*** Items ***

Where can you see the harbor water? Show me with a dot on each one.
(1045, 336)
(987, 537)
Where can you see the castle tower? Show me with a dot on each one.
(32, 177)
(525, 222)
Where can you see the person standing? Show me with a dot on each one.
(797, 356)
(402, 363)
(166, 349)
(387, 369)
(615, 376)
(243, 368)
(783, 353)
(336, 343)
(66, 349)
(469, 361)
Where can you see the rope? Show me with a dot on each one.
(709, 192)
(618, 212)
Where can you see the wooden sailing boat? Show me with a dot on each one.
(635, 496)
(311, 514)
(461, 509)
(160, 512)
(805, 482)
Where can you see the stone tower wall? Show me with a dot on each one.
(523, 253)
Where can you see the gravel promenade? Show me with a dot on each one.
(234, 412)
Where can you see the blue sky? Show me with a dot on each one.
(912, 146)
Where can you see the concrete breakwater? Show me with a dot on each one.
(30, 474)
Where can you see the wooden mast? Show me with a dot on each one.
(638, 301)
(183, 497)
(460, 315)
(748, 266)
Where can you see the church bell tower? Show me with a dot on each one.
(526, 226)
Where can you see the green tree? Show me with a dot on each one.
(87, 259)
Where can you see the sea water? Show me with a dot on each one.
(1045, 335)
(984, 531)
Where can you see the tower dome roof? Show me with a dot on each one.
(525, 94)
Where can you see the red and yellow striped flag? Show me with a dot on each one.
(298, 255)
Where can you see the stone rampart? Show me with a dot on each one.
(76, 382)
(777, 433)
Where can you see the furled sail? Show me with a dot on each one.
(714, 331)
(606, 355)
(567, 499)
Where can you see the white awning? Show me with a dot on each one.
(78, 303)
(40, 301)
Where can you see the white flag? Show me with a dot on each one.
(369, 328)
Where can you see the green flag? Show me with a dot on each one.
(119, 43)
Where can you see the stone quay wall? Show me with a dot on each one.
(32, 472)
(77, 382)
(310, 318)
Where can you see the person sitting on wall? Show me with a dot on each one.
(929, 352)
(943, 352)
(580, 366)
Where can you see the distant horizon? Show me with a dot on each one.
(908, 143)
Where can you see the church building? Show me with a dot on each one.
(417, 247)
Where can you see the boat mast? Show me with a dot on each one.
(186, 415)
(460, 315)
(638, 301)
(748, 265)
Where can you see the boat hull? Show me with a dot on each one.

***

# What is required:
The listing above must be transcribed exactly, line by line.

# Response to the exercise:
Where can you see the harbor water? Show me with a dot on each one.
(1045, 336)
(987, 537)
Where can you see the castle tower? Show me with a dot on each one.
(32, 177)
(525, 222)
Where can you see the person standing? Show me with a dot on each one.
(797, 356)
(402, 363)
(166, 349)
(387, 369)
(615, 376)
(243, 368)
(783, 353)
(336, 343)
(66, 349)
(469, 361)
Where can you see the rope? Show me with a dot on each one.
(709, 192)
(618, 212)
Where can you see the wooden sailing boat? Show me with a dot on each one.
(635, 496)
(311, 514)
(461, 509)
(160, 512)
(805, 482)
Where can you see the stone tower wall? Show me with a dot on each one.
(523, 253)
Where can you see the gravel promenade? Show me with a dot on each one.
(234, 412)
Where can you see the blue sky? Show me with a dot on each one.
(912, 146)
Where can you see the concrete breakwater? Show me with a dot on each one.
(30, 474)
Where can you see the wooden mast? Show me with a dot on each one.
(638, 301)
(183, 497)
(460, 315)
(748, 266)
Where can you see the church bell tower? Show me with a dot on each one.
(526, 226)
Where can you see the green tree? Show me with a dot on each one.
(87, 259)
Where can you see the sea water? Show me with a dot on each one.
(1045, 335)
(984, 531)
Where can you see the tower dome roof? Show me with a dot on each one.
(525, 94)
Where can you see the red and yellow striped flag? Show me with a dot on each one.
(298, 255)
Where can you see the stone rampart? Show me with a dot on each one.
(76, 382)
(777, 433)
Where can you see the furled sail? Show me with a dot on each one.
(714, 331)
(606, 355)
(567, 499)
Where can you see the white awning? Show me with a dot on each one.
(78, 303)
(40, 301)
Where can you see the white flag? Show me with a dot on each one.
(369, 328)
Where can you see the green flag? Show me with a dot on each one.
(119, 43)
Where can you see the stone quay wall? Show me with a dot on each one.
(32, 472)
(77, 382)
(310, 318)
Where can you see the person sitting on wall? Show me with a dot on each one.
(929, 352)
(943, 352)
(580, 366)
Where can you see the distant horizon? Show me with a dot on each one.
(908, 143)
Where can you see the church building? Show me with a dot on each one.
(417, 247)
Where can you see the boat mast? Show me with a dot on each one.
(186, 415)
(460, 315)
(638, 301)
(748, 265)
Where can you see the boat hull? Show me with a dot on each one.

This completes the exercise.